◆ OBJECTIVE: Please set out each line of the material below as a Markdown table with the columns Row and Line, numbering the rows and skipping blank lines. Leave the pictures out of the table.

◆ INFORMATION SHOWN:
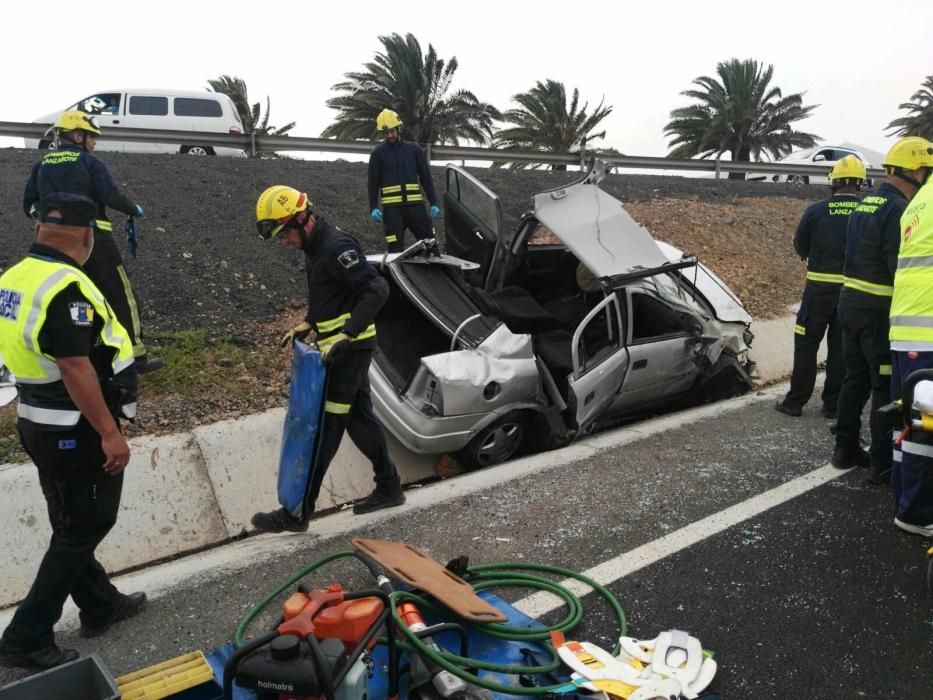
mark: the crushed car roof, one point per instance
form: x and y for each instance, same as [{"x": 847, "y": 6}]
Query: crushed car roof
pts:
[{"x": 595, "y": 227}]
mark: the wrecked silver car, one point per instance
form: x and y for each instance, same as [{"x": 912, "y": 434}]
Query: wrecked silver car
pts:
[{"x": 577, "y": 320}]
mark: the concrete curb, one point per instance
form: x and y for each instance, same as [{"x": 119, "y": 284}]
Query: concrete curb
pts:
[{"x": 191, "y": 490}]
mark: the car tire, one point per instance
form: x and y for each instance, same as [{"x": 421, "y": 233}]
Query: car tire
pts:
[
  {"x": 496, "y": 442},
  {"x": 197, "y": 150}
]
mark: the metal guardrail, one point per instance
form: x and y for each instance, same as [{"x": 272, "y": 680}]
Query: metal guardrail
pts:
[{"x": 254, "y": 143}]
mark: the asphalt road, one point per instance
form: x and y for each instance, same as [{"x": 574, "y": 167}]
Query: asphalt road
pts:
[{"x": 815, "y": 595}]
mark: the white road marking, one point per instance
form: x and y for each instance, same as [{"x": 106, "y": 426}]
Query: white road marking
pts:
[
  {"x": 160, "y": 579},
  {"x": 621, "y": 566}
]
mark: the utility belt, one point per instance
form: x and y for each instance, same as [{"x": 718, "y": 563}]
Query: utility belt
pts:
[{"x": 401, "y": 194}]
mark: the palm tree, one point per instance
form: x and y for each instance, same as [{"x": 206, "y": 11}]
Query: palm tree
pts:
[
  {"x": 254, "y": 122},
  {"x": 416, "y": 86},
  {"x": 740, "y": 113},
  {"x": 919, "y": 121},
  {"x": 545, "y": 123}
]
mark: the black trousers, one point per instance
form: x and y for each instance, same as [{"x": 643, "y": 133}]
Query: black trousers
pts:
[
  {"x": 106, "y": 270},
  {"x": 817, "y": 317},
  {"x": 348, "y": 407},
  {"x": 397, "y": 218},
  {"x": 867, "y": 354},
  {"x": 82, "y": 503}
]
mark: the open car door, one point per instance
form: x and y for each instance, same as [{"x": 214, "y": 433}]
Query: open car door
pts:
[
  {"x": 600, "y": 361},
  {"x": 472, "y": 223}
]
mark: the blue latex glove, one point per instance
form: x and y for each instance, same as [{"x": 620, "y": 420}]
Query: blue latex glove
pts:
[{"x": 132, "y": 241}]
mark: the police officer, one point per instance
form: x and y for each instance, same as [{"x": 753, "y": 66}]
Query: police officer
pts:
[
  {"x": 344, "y": 295},
  {"x": 398, "y": 172},
  {"x": 872, "y": 241},
  {"x": 72, "y": 168},
  {"x": 912, "y": 349},
  {"x": 74, "y": 370},
  {"x": 820, "y": 239}
]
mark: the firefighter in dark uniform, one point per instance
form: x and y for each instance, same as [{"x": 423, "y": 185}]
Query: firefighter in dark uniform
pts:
[
  {"x": 344, "y": 295},
  {"x": 872, "y": 242},
  {"x": 72, "y": 168},
  {"x": 74, "y": 370},
  {"x": 820, "y": 239},
  {"x": 398, "y": 172}
]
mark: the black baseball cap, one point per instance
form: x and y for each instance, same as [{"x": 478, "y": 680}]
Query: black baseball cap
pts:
[{"x": 75, "y": 209}]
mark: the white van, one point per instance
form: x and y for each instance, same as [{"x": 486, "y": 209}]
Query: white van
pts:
[{"x": 181, "y": 110}]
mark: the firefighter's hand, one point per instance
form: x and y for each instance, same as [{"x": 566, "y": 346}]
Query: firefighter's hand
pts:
[
  {"x": 300, "y": 332},
  {"x": 117, "y": 452},
  {"x": 331, "y": 351}
]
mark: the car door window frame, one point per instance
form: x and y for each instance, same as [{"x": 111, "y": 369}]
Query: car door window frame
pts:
[
  {"x": 489, "y": 222},
  {"x": 632, "y": 320},
  {"x": 615, "y": 332}
]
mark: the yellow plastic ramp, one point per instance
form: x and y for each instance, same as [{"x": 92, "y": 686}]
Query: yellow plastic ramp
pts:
[{"x": 167, "y": 678}]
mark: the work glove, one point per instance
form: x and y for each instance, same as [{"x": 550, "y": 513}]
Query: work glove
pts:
[
  {"x": 336, "y": 347},
  {"x": 299, "y": 332}
]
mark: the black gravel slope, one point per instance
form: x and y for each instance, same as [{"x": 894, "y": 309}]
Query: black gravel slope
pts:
[{"x": 201, "y": 264}]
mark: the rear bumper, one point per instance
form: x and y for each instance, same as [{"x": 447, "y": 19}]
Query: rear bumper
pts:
[{"x": 418, "y": 432}]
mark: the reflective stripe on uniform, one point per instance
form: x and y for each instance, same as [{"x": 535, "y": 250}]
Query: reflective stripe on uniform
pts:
[
  {"x": 48, "y": 416},
  {"x": 138, "y": 348},
  {"x": 331, "y": 324},
  {"x": 915, "y": 261},
  {"x": 825, "y": 277},
  {"x": 401, "y": 194},
  {"x": 368, "y": 332},
  {"x": 340, "y": 409},
  {"x": 880, "y": 290}
]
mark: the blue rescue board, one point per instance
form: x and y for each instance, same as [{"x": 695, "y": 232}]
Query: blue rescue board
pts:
[{"x": 302, "y": 426}]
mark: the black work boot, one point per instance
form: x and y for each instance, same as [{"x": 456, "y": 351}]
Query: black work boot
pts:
[
  {"x": 788, "y": 409},
  {"x": 846, "y": 456},
  {"x": 13, "y": 656},
  {"x": 278, "y": 521},
  {"x": 878, "y": 474},
  {"x": 378, "y": 500},
  {"x": 127, "y": 606}
]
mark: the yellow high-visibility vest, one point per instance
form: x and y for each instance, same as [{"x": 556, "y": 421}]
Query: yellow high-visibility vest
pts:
[{"x": 912, "y": 303}]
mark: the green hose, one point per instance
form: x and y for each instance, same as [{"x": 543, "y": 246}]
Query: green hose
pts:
[{"x": 483, "y": 577}]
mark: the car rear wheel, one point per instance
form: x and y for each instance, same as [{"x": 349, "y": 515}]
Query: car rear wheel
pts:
[
  {"x": 198, "y": 150},
  {"x": 496, "y": 442}
]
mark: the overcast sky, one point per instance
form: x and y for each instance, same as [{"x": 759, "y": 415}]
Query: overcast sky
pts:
[{"x": 637, "y": 56}]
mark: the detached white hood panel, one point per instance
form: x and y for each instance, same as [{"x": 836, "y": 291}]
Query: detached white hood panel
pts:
[{"x": 595, "y": 227}]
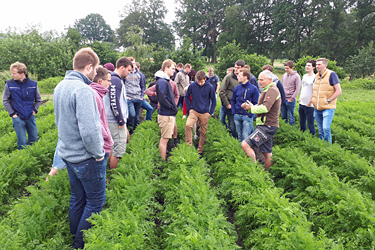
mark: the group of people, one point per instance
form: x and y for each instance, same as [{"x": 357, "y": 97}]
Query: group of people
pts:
[{"x": 94, "y": 104}]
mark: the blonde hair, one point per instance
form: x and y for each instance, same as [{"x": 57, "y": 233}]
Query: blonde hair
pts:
[
  {"x": 84, "y": 57},
  {"x": 21, "y": 68}
]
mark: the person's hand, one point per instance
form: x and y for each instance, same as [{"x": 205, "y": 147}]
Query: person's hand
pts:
[{"x": 100, "y": 159}]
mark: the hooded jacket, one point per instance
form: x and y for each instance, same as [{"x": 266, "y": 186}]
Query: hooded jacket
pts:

◆ REPLY:
| Row | Line |
|---|---|
| 1 | mark: the crushed car roof, one point per instance |
| 2 | form: x and y for each instance, same as [{"x": 847, "y": 6}] |
| 3 | Query: crushed car roof |
| 4 | pts: |
| 5 | [{"x": 595, "y": 227}] |
| 6 | mark: the wrecked silver car, one point per instance |
| 7 | form: x and y for each instance, same as [{"x": 912, "y": 434}] |
| 8 | Query: wrecked silver car |
| 9 | pts: |
| 10 | [{"x": 577, "y": 320}] |
| 11 | mark: the concrete curb, one point per instance |
| 12 | form: x and y for each instance, same as [{"x": 119, "y": 284}] |
| 13 | Query: concrete curb |
| 14 | pts: |
| 15 | [{"x": 191, "y": 490}] |
| 16 | mark: the car tire, one point per instance |
| 17 | form: x and y for each instance, same as [{"x": 421, "y": 233}] |
| 18 | Query: car tire |
| 19 | pts: |
| 20 | [ |
| 21 |   {"x": 496, "y": 442}, |
| 22 |   {"x": 197, "y": 150} |
| 23 | ] |
| 24 | mark: the metal guardrail, one point per instance |
| 25 | form: x and y for each instance, same as [{"x": 272, "y": 680}] |
| 26 | Query: metal guardrail |
| 27 | pts: |
| 28 | [{"x": 254, "y": 143}] |
| 29 | mark: the asphalt road, one point per instance |
| 30 | form: x and y for each instance, same as [{"x": 574, "y": 167}] |
| 31 | Query: asphalt road |
| 32 | pts: |
| 33 | [{"x": 815, "y": 595}] |
| 34 | mark: the white road marking, one point per instance |
| 35 | form: x and y for each instance, same as [{"x": 106, "y": 426}] |
| 36 | Query: white road marking |
| 37 | pts: |
| 38 | [ |
| 39 |   {"x": 160, "y": 579}, |
| 40 |   {"x": 621, "y": 566} |
| 41 | ] |
| 42 | mark: the utility belt, one point per instance |
| 43 | form: x and y for each instance, same as [{"x": 718, "y": 563}] |
| 44 | Query: utility belt |
| 45 | pts: |
| 46 | [{"x": 401, "y": 194}] |
| 47 | mark: the palm tree, one point per instance |
| 48 | form: x and y for each instance, same as [{"x": 206, "y": 11}] |
| 49 | Query: palm tree |
| 50 | pts: |
| 51 | [ |
| 52 |   {"x": 254, "y": 122}, |
| 53 |   {"x": 416, "y": 86}, |
| 54 |   {"x": 740, "y": 113}, |
| 55 |   {"x": 919, "y": 121}, |
| 56 |   {"x": 545, "y": 123} |
| 57 | ] |
| 58 | mark: the black trousers, one point per instance |
| 59 | form: x and y for each instance, same as [{"x": 643, "y": 133}] |
| 60 | Query: black trousers |
| 61 | pts: |
| 62 | [ |
| 63 |   {"x": 106, "y": 270}, |
| 64 |   {"x": 817, "y": 317}, |
| 65 |   {"x": 348, "y": 407}, |
| 66 |   {"x": 397, "y": 218}, |
| 67 |   {"x": 867, "y": 354}, |
| 68 |   {"x": 82, "y": 503} |
| 69 | ] |
| 70 | mark: the open car door, one point per instance |
| 71 | form: x and y for each instance, same as [{"x": 214, "y": 433}] |
| 72 | Query: open car door |
| 73 | pts: |
| 74 | [ |
| 75 |   {"x": 600, "y": 361}, |
| 76 |   {"x": 472, "y": 223} |
| 77 | ] |
| 78 | mark: the blue latex glove, one point per instance |
| 79 | form: x and y for each instance, same as [{"x": 620, "y": 420}] |
| 80 | Query: blue latex glove |
| 81 | pts: |
| 82 | [{"x": 132, "y": 241}] |
| 83 | mark: the police officer, one point per instance |
| 84 | form: x and y for each instance, same as [{"x": 753, "y": 66}] |
| 85 | Query: police officer |
| 86 | pts: |
| 87 | [ |
| 88 |   {"x": 344, "y": 295}, |
| 89 |   {"x": 398, "y": 172}, |
| 90 |   {"x": 872, "y": 241}, |
| 91 |   {"x": 72, "y": 168}, |
| 92 |   {"x": 912, "y": 349}, |
| 93 |   {"x": 74, "y": 370}, |
| 94 |   {"x": 820, "y": 239} |
| 95 | ] |
| 96 | mark: the firefighter in dark uniform, one point per instance |
| 97 | form: x and y for each instance, same as [{"x": 423, "y": 185}] |
| 98 | Query: firefighter in dark uniform |
| 99 | pts: |
| 100 | [ |
| 101 |   {"x": 344, "y": 295}, |
| 102 |   {"x": 872, "y": 242}, |
| 103 |   {"x": 72, "y": 168}, |
| 104 |   {"x": 74, "y": 370}, |
| 105 |   {"x": 820, "y": 239}, |
| 106 |   {"x": 398, "y": 172} |
| 107 | ] |
| 108 | mark: the black baseball cap, one point per instance |
| 109 | form: x and y for each instance, same as [{"x": 478, "y": 680}] |
| 110 | Query: black baseball cap |
| 111 | pts: |
| 112 | [{"x": 75, "y": 209}] |
| 113 | mark: the white van, one point per instance |
| 114 | form: x and y for each instance, same as [{"x": 486, "y": 209}] |
| 115 | Query: white van |
| 116 | pts: |
| 117 | [{"x": 181, "y": 110}] |
| 118 | mark: the firefighter's hand, one point per instance |
| 119 | form: x and y for each instance, same as [{"x": 566, "y": 346}] |
| 120 | Query: firefighter's hand |
| 121 | pts: |
| 122 | [ |
| 123 |   {"x": 300, "y": 332}, |
| 124 |   {"x": 117, "y": 452}, |
| 125 |   {"x": 331, "y": 351} |
| 126 | ] |
| 127 | mark: the car door window frame, one point per instance |
| 128 | form: x and y for each instance, same as [{"x": 111, "y": 369}] |
| 129 | Query: car door window frame |
| 130 | pts: |
| 131 | [ |
| 132 |   {"x": 489, "y": 222}, |
| 133 |   {"x": 632, "y": 320}, |
| 134 |   {"x": 615, "y": 332} |
| 135 | ] |
| 136 | mark: the yellow plastic ramp, one point per instance |
| 137 | form: x and y for each instance, same as [{"x": 92, "y": 686}] |
| 138 | Query: yellow plastic ramp |
| 139 | pts: |
| 140 | [{"x": 167, "y": 678}] |
| 141 | mark: the work glove, one point per instance |
| 142 | form: x and y for each instance, same as [{"x": 550, "y": 513}] |
| 143 | Query: work glove |
| 144 | pts: |
| 145 | [ |
| 146 |   {"x": 336, "y": 347}, |
| 147 |   {"x": 299, "y": 332} |
| 148 | ] |
| 149 | mark: the black gravel slope, one point per instance |
| 150 | form: x and y for each instance, same as [{"x": 894, "y": 309}] |
| 151 | Query: black gravel slope |
| 152 | pts: |
| 153 | [{"x": 201, "y": 264}] |
| 154 | mark: the rear bumper, one point per instance |
| 155 | form: x and y for each instance, same as [{"x": 447, "y": 19}] |
| 156 | Query: rear bumper |
| 157 | pts: |
| 158 | [{"x": 418, "y": 432}] |
| 159 | mark: the reflective stripe on uniform, one point per instance |
| 160 | form: x and y for each instance, same as [{"x": 535, "y": 250}] |
| 161 | Query: reflective stripe on uniform |
| 162 | pts: |
| 163 | [ |
| 164 |   {"x": 48, "y": 416}, |
| 165 |   {"x": 138, "y": 348}, |
| 166 |   {"x": 331, "y": 324}, |
| 167 |   {"x": 915, "y": 261}, |
| 168 |   {"x": 825, "y": 277}, |
| 169 |   {"x": 401, "y": 194}, |
| 170 |   {"x": 368, "y": 332}, |
| 171 |   {"x": 340, "y": 409}, |
| 172 |   {"x": 880, "y": 290} |
| 173 | ] |
| 174 | mark: the blue rescue board, one point per instance |
| 175 | form: x and y for each instance, same as [{"x": 695, "y": 232}] |
| 176 | Query: blue rescue board |
| 177 | pts: |
| 178 | [{"x": 302, "y": 426}] |
| 179 | mark: the black work boot, one point per instance |
| 180 | form: x and y for each instance, same as [{"x": 456, "y": 351}] |
| 181 | Query: black work boot |
| 182 | pts: |
| 183 | [ |
| 184 |   {"x": 788, "y": 409}, |
| 185 |   {"x": 846, "y": 456}, |
| 186 |   {"x": 13, "y": 656}, |
| 187 |   {"x": 278, "y": 521}, |
| 188 |   {"x": 878, "y": 474}, |
| 189 |   {"x": 378, "y": 500}, |
| 190 |   {"x": 127, "y": 606} |
| 191 | ] |
| 192 | mark: the yellow high-visibility vest, one point per instance |
| 193 | form: x and y for each instance, same as [{"x": 556, "y": 421}] |
| 194 | Query: yellow high-visibility vest |
| 195 | pts: |
| 196 | [{"x": 912, "y": 303}] |
| 197 | mark: the green hose, one point per instance |
| 198 | form: x and y for each instance, same as [{"x": 543, "y": 246}] |
| 199 | Query: green hose |
| 200 | pts: |
| 201 | [{"x": 483, "y": 577}] |
| 202 | mark: the car rear wheel, one point per instance |
| 203 | form: x and y for each instance, same as [{"x": 349, "y": 515}] |
| 204 | Query: car rear wheel |
| 205 | pts: |
| 206 | [ |
| 207 |   {"x": 198, "y": 150}, |
| 208 |   {"x": 496, "y": 442} |
| 209 | ] |
| 210 | mark: the overcast sky, one point per instance |
| 211 | form: x and y for each instance, same as [{"x": 759, "y": 415}] |
| 212 | Query: overcast sky |
| 213 | pts: |
| 214 | [{"x": 637, "y": 56}] |
| 215 | mark: the detached white hood panel, one point per instance |
| 216 | form: x and y for each instance, same as [{"x": 836, "y": 291}] |
| 217 | Query: detached white hood panel |
| 218 | pts: |
| 219 | [{"x": 595, "y": 227}] |
| 220 | mark: the group of people, one point per instance |
| 221 | form: x and y for each instance, same as [{"x": 357, "y": 97}] |
| 222 | Query: group of people |
| 223 | pts: |
| 224 | [{"x": 94, "y": 104}] |
| 225 | mark: the blonde hair, one point per instance |
| 226 | form: x and y for each instance, same as [{"x": 57, "y": 233}] |
| 227 | Query: blonde hair |
| 228 | pts: |
| 229 | [ |
| 230 |   {"x": 84, "y": 57}, |
| 231 |   {"x": 21, "y": 68} |
| 232 | ] |
| 233 | mark: the person's hand, one point per instance |
| 234 | form: x and y for each instance, same as [{"x": 205, "y": 147}] |
| 235 | Query: person's hand |
| 236 | pts: |
| 237 | [{"x": 100, "y": 159}] |
| 238 | mark: the hooded jacket, one point per instance |
| 239 | form: x and y for each instance, same as [{"x": 266, "y": 186}] |
| 240 | Query: hooded jacket |
| 241 | pts: |